_WHAT IS EXPECTED_: Repeat only the lines below from the one containing "Target: sand hill" through the one containing "In the photo below, where can the green", inclusive, exactly as written.
* * * *
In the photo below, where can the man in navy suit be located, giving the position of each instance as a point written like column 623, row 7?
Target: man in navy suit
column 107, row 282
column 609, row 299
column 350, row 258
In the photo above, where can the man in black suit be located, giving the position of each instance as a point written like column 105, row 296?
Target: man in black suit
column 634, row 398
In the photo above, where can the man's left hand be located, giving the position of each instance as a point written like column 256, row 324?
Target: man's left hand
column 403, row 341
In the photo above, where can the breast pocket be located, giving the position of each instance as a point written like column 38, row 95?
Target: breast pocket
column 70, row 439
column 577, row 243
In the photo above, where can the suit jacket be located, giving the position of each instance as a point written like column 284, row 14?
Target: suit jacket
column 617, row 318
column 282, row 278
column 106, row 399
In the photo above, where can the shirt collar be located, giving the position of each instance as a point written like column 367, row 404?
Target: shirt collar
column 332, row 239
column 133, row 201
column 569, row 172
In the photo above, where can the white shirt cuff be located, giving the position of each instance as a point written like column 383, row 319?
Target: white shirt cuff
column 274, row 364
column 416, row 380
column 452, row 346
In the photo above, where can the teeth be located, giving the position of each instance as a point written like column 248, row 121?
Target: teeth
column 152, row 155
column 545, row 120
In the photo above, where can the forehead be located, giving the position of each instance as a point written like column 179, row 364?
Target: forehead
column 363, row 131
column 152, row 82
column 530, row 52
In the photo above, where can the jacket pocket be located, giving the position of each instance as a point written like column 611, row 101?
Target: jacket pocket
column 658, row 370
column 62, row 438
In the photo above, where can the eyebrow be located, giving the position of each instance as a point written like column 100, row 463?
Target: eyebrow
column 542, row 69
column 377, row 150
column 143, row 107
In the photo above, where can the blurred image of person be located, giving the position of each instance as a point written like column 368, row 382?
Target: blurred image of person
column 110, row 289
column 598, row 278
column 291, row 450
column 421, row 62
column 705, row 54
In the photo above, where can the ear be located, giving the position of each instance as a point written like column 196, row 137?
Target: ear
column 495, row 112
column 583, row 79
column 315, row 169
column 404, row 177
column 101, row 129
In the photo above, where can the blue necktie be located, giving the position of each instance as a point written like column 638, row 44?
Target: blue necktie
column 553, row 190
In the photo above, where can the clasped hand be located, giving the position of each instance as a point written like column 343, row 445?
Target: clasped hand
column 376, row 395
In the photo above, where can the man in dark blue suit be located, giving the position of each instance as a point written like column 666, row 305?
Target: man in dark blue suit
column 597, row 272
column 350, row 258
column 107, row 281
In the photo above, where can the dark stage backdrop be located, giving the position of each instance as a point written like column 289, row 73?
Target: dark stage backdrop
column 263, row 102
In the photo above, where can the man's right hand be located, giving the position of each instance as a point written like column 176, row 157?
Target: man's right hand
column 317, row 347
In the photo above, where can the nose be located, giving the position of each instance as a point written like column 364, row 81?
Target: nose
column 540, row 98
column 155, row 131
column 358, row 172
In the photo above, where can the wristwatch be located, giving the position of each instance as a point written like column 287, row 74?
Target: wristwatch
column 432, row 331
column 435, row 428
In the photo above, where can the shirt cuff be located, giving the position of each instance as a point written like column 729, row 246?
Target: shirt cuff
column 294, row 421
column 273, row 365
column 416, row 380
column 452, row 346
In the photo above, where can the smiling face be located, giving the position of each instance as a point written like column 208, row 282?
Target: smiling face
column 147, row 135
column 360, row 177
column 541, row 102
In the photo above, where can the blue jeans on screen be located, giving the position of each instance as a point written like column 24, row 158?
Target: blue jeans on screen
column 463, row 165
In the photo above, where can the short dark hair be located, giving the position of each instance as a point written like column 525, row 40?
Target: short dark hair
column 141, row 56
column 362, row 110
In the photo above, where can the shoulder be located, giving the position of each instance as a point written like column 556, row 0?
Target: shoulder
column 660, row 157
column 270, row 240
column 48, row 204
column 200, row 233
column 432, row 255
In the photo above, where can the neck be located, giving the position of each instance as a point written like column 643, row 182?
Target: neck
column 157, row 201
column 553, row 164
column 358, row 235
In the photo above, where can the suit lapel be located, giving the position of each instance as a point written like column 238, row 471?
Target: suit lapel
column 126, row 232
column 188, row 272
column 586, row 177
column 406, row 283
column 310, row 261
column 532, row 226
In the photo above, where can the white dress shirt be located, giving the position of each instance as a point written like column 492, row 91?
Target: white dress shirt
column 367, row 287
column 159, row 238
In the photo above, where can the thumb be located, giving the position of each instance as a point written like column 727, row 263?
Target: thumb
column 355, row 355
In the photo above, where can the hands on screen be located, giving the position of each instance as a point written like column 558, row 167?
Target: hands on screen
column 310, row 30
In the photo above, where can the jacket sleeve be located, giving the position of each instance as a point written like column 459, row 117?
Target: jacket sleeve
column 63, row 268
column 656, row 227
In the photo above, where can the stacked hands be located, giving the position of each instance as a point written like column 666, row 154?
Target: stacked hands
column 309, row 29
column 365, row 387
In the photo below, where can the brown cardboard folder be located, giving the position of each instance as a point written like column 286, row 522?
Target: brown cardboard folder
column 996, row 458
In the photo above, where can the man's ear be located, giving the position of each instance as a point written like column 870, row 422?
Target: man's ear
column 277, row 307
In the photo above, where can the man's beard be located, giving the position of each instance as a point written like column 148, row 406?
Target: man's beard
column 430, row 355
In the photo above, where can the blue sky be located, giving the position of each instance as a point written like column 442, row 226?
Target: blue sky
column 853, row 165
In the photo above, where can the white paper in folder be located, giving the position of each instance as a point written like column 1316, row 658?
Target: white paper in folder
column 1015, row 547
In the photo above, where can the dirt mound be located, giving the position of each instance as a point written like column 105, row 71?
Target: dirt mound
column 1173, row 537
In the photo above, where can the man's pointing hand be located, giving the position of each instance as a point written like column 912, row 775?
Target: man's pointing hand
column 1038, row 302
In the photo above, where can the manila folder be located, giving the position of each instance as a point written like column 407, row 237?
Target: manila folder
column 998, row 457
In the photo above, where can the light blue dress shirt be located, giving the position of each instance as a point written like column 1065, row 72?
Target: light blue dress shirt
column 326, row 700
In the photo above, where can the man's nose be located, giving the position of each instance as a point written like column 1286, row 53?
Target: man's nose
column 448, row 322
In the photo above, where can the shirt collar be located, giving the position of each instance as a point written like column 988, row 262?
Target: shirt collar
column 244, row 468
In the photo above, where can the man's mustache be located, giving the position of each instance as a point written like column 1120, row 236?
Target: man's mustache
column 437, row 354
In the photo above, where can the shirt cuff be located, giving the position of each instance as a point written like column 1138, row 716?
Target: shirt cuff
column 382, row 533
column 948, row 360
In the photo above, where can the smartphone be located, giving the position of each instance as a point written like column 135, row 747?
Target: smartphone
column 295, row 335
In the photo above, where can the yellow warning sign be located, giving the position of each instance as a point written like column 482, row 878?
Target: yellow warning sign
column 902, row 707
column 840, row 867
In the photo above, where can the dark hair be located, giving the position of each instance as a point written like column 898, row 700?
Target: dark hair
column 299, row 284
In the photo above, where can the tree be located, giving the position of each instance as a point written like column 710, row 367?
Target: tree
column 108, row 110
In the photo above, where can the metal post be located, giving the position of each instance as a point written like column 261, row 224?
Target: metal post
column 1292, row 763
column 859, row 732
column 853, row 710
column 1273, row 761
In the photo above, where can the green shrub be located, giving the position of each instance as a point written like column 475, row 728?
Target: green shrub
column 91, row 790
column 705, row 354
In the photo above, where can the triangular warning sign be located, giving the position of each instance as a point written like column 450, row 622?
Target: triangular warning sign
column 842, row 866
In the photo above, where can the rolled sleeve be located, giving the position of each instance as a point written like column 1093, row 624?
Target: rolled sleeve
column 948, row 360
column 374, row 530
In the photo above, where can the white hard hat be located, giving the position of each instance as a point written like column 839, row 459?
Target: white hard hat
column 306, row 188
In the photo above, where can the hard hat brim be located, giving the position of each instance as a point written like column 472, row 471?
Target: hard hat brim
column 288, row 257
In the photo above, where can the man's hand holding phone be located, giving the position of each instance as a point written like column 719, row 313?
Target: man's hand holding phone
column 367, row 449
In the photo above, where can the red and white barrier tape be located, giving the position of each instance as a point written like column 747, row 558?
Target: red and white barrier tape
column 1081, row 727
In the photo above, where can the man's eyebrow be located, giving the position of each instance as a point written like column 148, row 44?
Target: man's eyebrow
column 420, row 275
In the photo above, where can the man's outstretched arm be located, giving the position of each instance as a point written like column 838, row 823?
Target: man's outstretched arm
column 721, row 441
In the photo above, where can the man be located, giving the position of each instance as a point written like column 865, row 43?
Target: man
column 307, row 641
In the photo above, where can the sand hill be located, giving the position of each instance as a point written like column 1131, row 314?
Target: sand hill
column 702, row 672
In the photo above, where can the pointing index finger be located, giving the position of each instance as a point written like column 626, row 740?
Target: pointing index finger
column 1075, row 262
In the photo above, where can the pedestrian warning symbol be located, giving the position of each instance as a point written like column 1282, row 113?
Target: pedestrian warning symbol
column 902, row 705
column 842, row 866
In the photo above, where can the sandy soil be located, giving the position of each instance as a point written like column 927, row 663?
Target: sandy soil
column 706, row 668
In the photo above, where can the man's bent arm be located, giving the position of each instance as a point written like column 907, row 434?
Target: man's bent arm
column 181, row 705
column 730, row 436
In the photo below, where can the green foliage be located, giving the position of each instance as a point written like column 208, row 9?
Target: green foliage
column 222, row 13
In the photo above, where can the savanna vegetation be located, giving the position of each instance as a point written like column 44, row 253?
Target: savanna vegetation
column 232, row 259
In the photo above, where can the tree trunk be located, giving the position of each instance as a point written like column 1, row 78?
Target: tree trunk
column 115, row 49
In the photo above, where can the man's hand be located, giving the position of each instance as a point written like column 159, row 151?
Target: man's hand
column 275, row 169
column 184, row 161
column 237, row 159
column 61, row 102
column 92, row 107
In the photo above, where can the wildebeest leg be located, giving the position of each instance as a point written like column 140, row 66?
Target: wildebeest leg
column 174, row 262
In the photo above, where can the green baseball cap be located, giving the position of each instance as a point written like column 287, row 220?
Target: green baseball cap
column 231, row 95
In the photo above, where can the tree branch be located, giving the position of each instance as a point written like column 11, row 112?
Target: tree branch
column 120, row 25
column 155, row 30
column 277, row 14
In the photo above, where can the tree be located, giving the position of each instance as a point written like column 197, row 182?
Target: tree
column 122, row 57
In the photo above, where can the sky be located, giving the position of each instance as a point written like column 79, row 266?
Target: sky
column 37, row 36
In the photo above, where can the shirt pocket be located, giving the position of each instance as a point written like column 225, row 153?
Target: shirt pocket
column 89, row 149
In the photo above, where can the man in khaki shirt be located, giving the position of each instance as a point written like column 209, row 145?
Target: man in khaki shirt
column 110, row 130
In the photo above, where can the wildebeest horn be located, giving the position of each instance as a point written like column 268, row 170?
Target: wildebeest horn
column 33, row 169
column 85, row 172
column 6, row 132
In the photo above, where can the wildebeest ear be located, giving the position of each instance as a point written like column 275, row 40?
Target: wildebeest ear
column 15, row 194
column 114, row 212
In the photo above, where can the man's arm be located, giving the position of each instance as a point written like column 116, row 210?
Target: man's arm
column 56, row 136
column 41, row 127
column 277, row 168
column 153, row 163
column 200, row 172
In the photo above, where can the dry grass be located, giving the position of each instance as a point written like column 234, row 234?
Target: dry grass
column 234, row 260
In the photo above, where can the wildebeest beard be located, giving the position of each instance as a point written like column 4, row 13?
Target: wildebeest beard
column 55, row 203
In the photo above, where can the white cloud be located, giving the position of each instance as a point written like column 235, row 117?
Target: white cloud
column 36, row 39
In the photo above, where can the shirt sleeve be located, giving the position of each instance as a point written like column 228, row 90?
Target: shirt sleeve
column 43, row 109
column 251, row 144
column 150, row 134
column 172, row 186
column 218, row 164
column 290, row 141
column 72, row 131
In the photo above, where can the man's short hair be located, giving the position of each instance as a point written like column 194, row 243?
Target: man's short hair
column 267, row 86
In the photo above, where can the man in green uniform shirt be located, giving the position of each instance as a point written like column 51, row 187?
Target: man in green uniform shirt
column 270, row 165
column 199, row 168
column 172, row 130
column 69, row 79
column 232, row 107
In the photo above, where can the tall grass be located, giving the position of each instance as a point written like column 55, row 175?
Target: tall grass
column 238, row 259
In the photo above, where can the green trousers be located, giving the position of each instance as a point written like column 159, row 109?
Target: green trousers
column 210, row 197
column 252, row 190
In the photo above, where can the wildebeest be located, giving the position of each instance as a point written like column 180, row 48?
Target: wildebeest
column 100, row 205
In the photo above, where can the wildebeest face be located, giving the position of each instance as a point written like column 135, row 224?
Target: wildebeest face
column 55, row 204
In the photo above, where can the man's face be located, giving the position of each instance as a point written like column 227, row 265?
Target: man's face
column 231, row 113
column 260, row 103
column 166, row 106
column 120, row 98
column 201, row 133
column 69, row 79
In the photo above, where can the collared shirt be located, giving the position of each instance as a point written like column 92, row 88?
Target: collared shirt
* * * *
_SOLUTION BELOW_:
Target: sand hill
column 702, row 672
In the photo above, where can the pointing index finger be located, giving the position of each instance as a point written like column 626, row 740?
Target: pointing index finger
column 1075, row 262
In the photo above, where can the pedestrian warning symbol be located, giving the position of each instance as a point written like column 1282, row 113?
Target: pedestrian warning symbol
column 902, row 705
column 842, row 866
In the photo above, where can the sandy soil be located, giving the position of each instance as a point written like column 927, row 663?
Target: sandy soil
column 706, row 668
In the photo above, where can the man's bent arm be located, giving the position of each instance as a point written like column 907, row 434?
Target: man's bent arm
column 181, row 705
column 730, row 436
In the photo below, where can the green foliage be located, giving the position of each instance as a point written like column 208, row 9?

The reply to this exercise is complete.